- [Text provided]:
St. Blaise is a school founded in 1879 and is run by the Roman Catholic parish of St. Blaise, Amboli in the Indian state of Maharashtra. The Secondary school is recognized  by the Government of  Maharashtra and  the Primary school is recognized by the Municipal Corporation of Greater Mumbai. The School prepares students of Standard ten for the Secondary School Leaving Certificate examinations conducted by the Maharashtra State Board of Secondary and Higher Secondary Education. Students are also  prepared for Governmental Drawing Examinations, Hindi and Marathi Public Examinations.

Campus
The campus of the school is around 400 meters long. It has a hockey ground and a football ground with a stage for celebrating the school's Annual Day, as well as a small canteen. St. Blaise Church stands next to the school.

Diamond jubilee
St. Blaise High School celebrated its diamond jubilee in 1954.

Uniform
 Boys - Mild olive green pants (with side pockets) and white shirts, batch on the shirt, black leather shoes and white socks.
 Girls - Checked pinafore with white blouse, batch on the pinafore and black leather buckled shoes and white socks. Pinafore two inches below the knees bloomers or cycle shorts to be worn.
 Footwear - During rainy season black color sandals are allowed. No floaters, no chappals and no colored sandals.

Items in a dataset
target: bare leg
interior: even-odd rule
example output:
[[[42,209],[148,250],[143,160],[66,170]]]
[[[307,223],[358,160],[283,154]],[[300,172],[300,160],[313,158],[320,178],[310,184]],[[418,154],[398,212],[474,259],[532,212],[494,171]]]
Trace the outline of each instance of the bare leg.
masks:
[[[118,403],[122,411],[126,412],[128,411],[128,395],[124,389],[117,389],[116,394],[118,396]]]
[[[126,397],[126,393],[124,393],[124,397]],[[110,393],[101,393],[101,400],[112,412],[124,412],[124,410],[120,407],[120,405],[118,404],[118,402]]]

- [Stated problem 1]: According to the St. Blaise school text, what stands next to the school?
- [Stated problem 2]: Copy the part of the St. Blaise school text between "St. Blaise is" and "to the school.", inclusive.
- [Stated problem 3]: Carry on writing the St. Blaise school text from the point where it stops.
You won't need the data for any of this.

- [Task response 1]: St. Blaise Church.

- [Task response 2]:
St. Blaise is a school founded in 1879 and is run by the Roman Catholic parish of St. Blaise, Amboli in the Indian state of Maharashtra. The Secondary school is recognized  by the Government of  Maharashtra and  the Primary school is recognized by the Municipal Corporation of Greater Mumbai. The School prepares students of Standard ten for the Secondary School Leaving Certificate examinations conducted by the Maharashtra State Board of Secondary and Higher Secondary Education. Students are also  prepared for Governmental Drawing Examinations, Hindi and Marathi Public Examinations.

Campus
The campus of the school is around 400 meters long. It has a hockey ground and a football ground with a stage for celebrating the school's Annual Day, as well as a small canteen. St. Blaise Church stands next to the school.

- [Task response 3]:
Former Principals
 1950–1957 - Rev. Winnibold Menezes
 1957–1974 - Rev. Santan F Dharmai
 1974–1976 - Rev. Joe Pereira
 1976–1985 - Rev. Brian Fernandes
 1985–1991 - Rev. Lucian Fernandes
 1991–1998 - Rev. Andrew Mukadom
 1998–2000 - Rev. John Lopes
 2000–2005 - Rev. James D'Silva
 2005–2006 - Rev. Leslie Almeida
 2006–2017 - Sr. Mary K. Sab
 2017–present - Sr. Bindu Joseph

School Activities

The house system
The students are divided into Four Houses and all activities are conducted by House. Prefects are chosen from the topmost classes to help maintain discipline. The prefects meet once a month.
 Sarojini house - Yellow
 Nehru house - Red
 Gandhi house - Green
 Tagore house - Blue

Competitions
Elocution in English, Hindi, Marathi, Dramatics, Singing, Debating, Arts and Crafts, Handwriting, General Knowledge, Rangoli and Dance.

Games
Sports and games offered at the school include football, cricket, hockey, volleyball, throw ball, table tennis, boxing, wrestling, carrom, and chess.

Activities
Scouting, Guiding and Social Service Each student from Std. VIII to X must take part in one of these activities. The School provides a Library and a reading room.

Tours
Excursion Leadership Camps are organized from time to time.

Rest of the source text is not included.